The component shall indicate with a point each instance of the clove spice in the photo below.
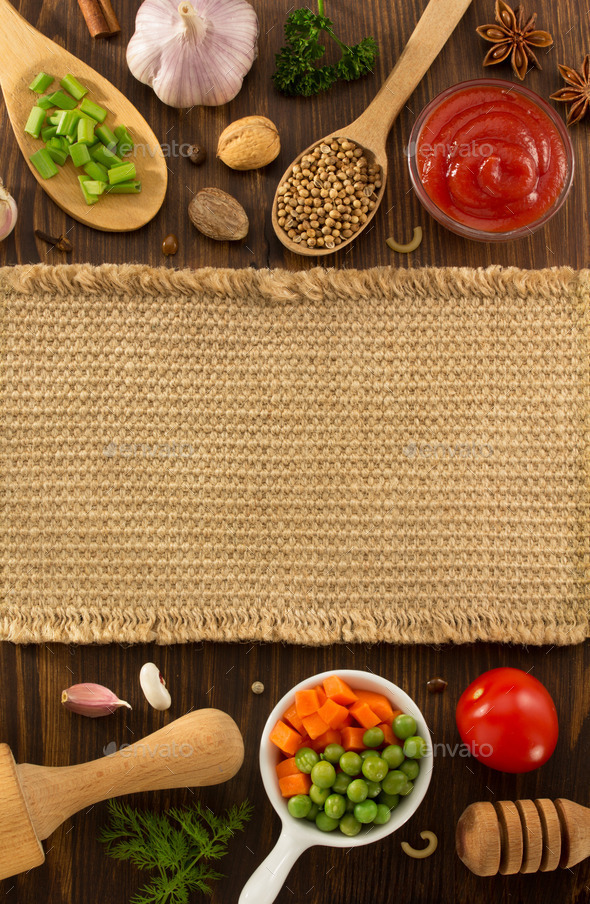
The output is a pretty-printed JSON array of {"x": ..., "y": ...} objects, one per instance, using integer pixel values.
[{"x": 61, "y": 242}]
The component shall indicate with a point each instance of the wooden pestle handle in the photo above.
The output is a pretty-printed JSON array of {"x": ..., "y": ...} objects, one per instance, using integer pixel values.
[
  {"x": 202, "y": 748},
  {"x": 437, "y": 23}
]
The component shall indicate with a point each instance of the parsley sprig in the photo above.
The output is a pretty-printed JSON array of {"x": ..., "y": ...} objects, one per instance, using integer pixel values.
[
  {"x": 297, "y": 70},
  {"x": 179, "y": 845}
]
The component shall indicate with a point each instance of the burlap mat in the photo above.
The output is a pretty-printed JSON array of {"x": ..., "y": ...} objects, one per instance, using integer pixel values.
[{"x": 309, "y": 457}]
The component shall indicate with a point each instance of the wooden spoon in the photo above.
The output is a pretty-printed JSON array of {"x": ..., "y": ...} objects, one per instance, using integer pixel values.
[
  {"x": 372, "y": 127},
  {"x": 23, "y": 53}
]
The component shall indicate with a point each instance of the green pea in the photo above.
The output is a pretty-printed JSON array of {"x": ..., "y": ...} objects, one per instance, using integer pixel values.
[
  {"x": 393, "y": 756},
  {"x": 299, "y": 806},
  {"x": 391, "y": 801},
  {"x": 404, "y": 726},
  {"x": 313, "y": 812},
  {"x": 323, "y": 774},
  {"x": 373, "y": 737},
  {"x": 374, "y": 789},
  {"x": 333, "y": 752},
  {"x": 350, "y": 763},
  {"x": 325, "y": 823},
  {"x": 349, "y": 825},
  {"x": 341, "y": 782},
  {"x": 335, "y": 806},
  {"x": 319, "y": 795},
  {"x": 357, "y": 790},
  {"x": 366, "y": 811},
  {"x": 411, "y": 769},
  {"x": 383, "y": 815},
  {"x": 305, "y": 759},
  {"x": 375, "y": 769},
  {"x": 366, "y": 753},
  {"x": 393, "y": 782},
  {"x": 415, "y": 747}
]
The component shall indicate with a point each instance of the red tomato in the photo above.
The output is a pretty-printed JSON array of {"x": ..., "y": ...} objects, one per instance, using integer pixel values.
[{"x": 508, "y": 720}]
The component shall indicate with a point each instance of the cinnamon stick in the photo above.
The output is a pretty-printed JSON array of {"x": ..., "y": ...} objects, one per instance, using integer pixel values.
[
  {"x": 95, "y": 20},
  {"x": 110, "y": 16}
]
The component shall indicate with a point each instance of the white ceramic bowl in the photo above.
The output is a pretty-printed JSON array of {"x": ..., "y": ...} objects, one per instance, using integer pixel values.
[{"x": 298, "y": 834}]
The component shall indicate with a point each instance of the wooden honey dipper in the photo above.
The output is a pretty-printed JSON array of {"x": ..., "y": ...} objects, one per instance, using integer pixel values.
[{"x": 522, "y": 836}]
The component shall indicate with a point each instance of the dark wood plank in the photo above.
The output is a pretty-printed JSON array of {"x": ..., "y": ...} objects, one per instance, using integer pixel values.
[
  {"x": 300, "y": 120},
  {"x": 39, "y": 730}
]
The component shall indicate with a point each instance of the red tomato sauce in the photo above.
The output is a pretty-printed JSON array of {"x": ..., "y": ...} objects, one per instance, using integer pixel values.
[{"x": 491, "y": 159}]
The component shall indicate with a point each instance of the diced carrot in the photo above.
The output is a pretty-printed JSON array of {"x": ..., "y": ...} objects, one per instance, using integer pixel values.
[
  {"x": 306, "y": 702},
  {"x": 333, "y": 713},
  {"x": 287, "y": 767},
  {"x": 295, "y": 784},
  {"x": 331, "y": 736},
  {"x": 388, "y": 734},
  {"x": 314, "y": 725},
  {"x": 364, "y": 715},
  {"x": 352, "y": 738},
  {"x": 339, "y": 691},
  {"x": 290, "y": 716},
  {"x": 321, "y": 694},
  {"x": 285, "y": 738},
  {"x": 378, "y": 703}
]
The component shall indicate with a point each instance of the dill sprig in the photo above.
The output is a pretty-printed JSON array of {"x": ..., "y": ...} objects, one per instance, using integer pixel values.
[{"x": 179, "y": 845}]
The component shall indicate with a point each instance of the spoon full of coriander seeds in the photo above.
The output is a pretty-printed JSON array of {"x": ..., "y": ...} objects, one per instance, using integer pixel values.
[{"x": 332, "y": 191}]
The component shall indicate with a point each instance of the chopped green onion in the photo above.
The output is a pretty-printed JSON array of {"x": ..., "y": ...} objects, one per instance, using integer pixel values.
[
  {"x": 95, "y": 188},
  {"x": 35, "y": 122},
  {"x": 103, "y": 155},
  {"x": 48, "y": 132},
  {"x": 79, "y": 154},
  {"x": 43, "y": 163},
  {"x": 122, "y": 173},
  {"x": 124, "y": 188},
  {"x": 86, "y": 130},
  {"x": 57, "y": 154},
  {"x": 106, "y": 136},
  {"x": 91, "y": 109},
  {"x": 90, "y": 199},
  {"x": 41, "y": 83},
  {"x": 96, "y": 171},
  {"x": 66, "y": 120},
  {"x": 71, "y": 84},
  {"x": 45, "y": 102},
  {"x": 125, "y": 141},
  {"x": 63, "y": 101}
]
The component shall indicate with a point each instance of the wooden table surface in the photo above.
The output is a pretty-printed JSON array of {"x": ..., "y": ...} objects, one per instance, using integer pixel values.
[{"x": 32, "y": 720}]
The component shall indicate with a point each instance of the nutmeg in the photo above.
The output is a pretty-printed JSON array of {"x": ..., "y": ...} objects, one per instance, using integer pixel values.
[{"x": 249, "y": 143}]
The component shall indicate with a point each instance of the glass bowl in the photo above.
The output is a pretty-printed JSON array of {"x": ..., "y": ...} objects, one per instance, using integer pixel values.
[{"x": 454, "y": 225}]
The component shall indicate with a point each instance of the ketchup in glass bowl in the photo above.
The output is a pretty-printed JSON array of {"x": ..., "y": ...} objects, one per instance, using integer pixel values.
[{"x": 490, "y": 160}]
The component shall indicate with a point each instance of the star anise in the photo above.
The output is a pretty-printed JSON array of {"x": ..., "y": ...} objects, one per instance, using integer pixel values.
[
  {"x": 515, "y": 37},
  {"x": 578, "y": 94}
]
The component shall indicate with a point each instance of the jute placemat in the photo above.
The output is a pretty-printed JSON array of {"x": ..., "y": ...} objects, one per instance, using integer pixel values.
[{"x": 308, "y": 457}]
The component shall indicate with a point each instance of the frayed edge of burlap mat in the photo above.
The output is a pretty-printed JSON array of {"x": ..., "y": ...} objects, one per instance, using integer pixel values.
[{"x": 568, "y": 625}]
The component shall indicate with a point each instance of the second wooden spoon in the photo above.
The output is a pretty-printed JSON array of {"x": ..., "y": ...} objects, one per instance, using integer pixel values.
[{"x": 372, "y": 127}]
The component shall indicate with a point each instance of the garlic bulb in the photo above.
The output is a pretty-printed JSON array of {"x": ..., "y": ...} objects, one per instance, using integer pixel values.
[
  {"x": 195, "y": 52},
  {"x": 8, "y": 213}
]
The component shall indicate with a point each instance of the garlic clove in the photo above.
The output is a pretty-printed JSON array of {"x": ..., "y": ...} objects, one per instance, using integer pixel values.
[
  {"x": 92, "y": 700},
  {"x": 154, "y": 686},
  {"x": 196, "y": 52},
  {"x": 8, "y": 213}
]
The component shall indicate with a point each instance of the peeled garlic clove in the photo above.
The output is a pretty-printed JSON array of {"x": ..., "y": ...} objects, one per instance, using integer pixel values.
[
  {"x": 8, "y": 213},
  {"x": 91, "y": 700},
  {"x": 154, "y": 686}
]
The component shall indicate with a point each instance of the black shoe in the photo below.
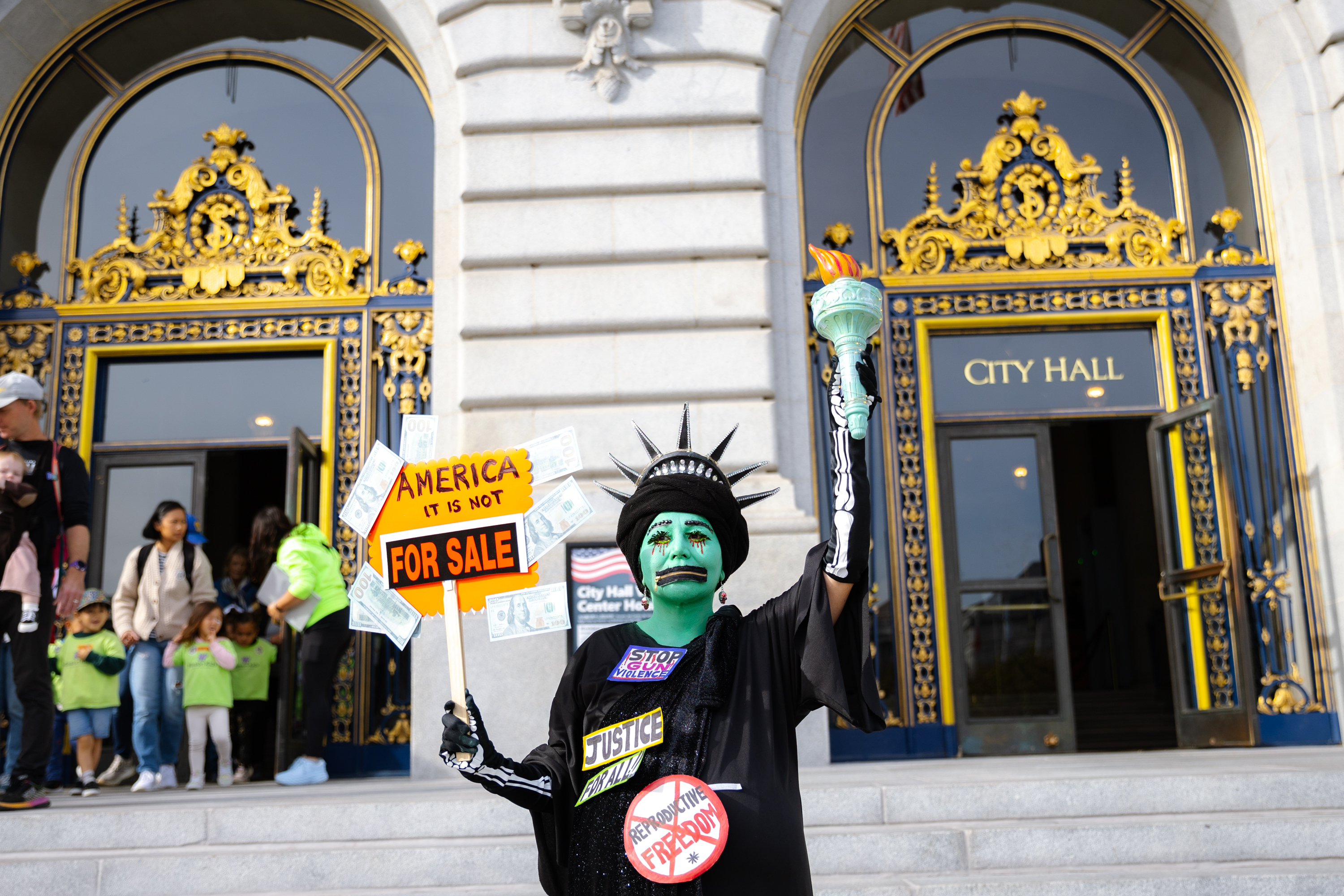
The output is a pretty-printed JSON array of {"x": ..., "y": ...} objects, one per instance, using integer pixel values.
= = =
| Work to be completed |
From the line that has "ceramic bowl in the photo above." through the line that has "seeds in the photo above.", copy every line exactly as it appears above, and leave out all others.

| Task output |
The component shall indicate with a point each instance of the white ceramic bowl in the photo above.
The output is a pretty-printed JSON array of {"x": ..., "y": ...} objects, one per instance, using integer pixel values.
[{"x": 298, "y": 834}]
The component shall indicate with a point each instance of the wooden honey dipper in the photo above.
The output is a pretty-printed JSON array of {"x": ..., "y": ...} objects, one per instance, using integer pixel values.
[{"x": 522, "y": 836}]
The component shall indicate with a point each instance of the dark wood plank in the photo above.
The output is a pretty-printed JSON array of {"x": ..., "y": ...} objects, one per instance, using integer pixel values.
[
  {"x": 300, "y": 120},
  {"x": 39, "y": 730}
]
The component shall indicate with a point each instance of the red tomato sauce in the photo above.
The output is a pretty-printed JSON array of {"x": ..., "y": ...} objects, one per instance, using integer pixel values.
[{"x": 491, "y": 159}]
The component shall indicate with a point each instance of the diced carrot in the photo above.
The output is a pretty-printed JSON array of {"x": ..., "y": ...} objects, one per instance, using integer pixel values.
[
  {"x": 306, "y": 702},
  {"x": 333, "y": 713},
  {"x": 287, "y": 767},
  {"x": 295, "y": 784},
  {"x": 331, "y": 736},
  {"x": 388, "y": 734},
  {"x": 314, "y": 725},
  {"x": 364, "y": 715},
  {"x": 352, "y": 738},
  {"x": 339, "y": 691},
  {"x": 290, "y": 716},
  {"x": 321, "y": 694},
  {"x": 285, "y": 738},
  {"x": 378, "y": 703}
]
The component shall indicate with a point each instance of the dill sprig in the photo above.
The output is a pretty-printed JSON array of {"x": ..., "y": ...} objects, one per instance, using integer pixel values.
[{"x": 179, "y": 845}]
The component shall indicate with a point each instance of the spoon full of coriander seeds in the photo above.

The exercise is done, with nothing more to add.